#### Reading passage
______________________________

The Changing Role of Women

Most of our mothers were housewives, and most of them invested heavily in social capital formation-a jargon way of referring to untold unpaid hours in church suppers, PTA meetings, neighbourhood coffee klatches, and visits to friends and relatives. The movement of women out of the home and into the paid labour force is probably the most portentous social change of the last 50 years. However welcome it may be, it is hard to believe that it has had no impact on social connectedness. Could this be the primary reason for the decline of social capital over the last generation?

Some patterns in the survey evidence seem to support this claim. All things considered, women belong to somewhat fewer voluntary associations than men do. On the other hand, time-budget studies suggest that women spend more time on those groups and more time in informal social connecting than men. Although the absolute declines in joining and trusting are roughly equivalent among men and women, the relative declines are somewhat greater among women. Controlling for education, memberships among men have declined at a rate of about 10-15 per cent a decade, compared to about 20-25 per cent a decade for women. The time-budget data, too, strongly suggest that the decline in organisational involvement in recent years is concentrated among women. These trends, coupled with the obvious transformation in the professional role of women over this same period, led me in previous work to suppose that the emergence of two-career families might be the most important single factor in the erosion of social capital.

As we saw earlier, however, work status itself seems to have little net impact on group membership. Indeed, the overall declines in civic engagement are somewhat greater among housewives than among employed women. Comparison of time-budget data between 1965 and 1985 seems to show that employed women as a group are actually spending more time on organisations than before, while housewives are spending less. This same study suggests that the main decline in informal socialising since 1965 has also been concentrated among housewives. The central fact is that the overall trends are down for all categories of women (and for men, too, even bachelors), but the figures suggest that women who work full time actually may have been more resistant to this slump than those who do not.

______________________________

#### Material provided
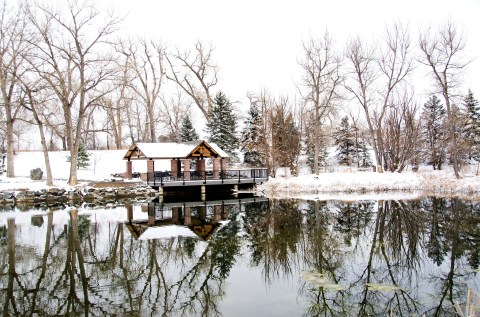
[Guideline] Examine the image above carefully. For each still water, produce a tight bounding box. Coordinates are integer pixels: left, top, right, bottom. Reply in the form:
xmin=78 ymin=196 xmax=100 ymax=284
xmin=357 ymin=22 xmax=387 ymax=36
xmin=0 ymin=197 xmax=480 ymax=317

______________________________

#### Goal 1
According to the text on the changing role of women, by about how much per decade have memberships among women declined when education is controlled for?
#### Goal 2
Extend the text on the changing role of women past its final paragraph.
None of the data is needed.

#### Task answer 1
About 20 to 25 percent a decade.

#### Task answer 2
Thus, although women appear to be responsible for a disproportionate share of the decline in civic engagement over the last two decades, it is not easy to find any micro-level data to tie that directly to their entry into the labour force. Of course, women who have chosen to enter the workforce doubtless differ in many respects from women who have chosen to stay home. Perhaps one reason that community involvement appears to be rising among working women and declining among housewives is that precisely the sort of women who, in an earlier era, were most involved with their communities have been disproportionately more likely to enter the workforce.

Marriage and Family

Another widely discussed social trend that coincides with the downturn in civic engagement is the breakdown of the traditional family unit-mom, dad, and the kids. Since the family itself is, by some accounts, a key form of social capital, perhaps its eclipse is part of the explanation for the reduction in joining and trusting in the wider community. What does the evidence show?

First, evidence of the loosening of family bonds is unequivocal. In addition to the century-long increase in divorce rates (which accelerated from the mid-1960s to the mid-1970s and then levelled off), and the more recent increase in single parent families, the incidence of one person households has more than doubled since 1950, in part because of the rising number of widows living alone. The net effect of all these changes, as reflected in the GSS, is that the proportion of all American adults currently unmarried climbed from 28 per cent in 1974 to 48 per cent in 1994.

Second, married men and women do rank somewhat higher on both our measures of social capital. That is, controlling for education, age, race, and so on, single people-both men and women, divorced, separated, or never married-are significantly less trusting and less engaged civically than married people. Married men and women are about one third more trusting and belong to about 15-25 per cent more groups than comparable single men and women. Thus, some part of the decline in both trust and membership is tied to the decline in marriage. To be sure, the direction of causality behind this correlation may be complicated; it is conceivable that loners and paranoids are harder to live with. If so, divorce may in some degree be the consequence, not the cause, of lower social capital. Probably the most reasonable summary of these arrays of data, however, is that the decline in successful marriage is a significant, though modest part of the reason for declining trust and lower group membership. On the other hand, changes in family structure cannot be a major part of our story, because the overall declines in joining and trusting are substantial even among the happily married.

The Rise of the Welfare State

Circumstantial evidence, particularly the timing of the downturn in social connectedness, has suggested to some observers that an important cause-perhaps even the cause-is big government and the growth of the welfare state. By "crowding out" pri- vate initiative, it is argued, state intervention has subverted civil society.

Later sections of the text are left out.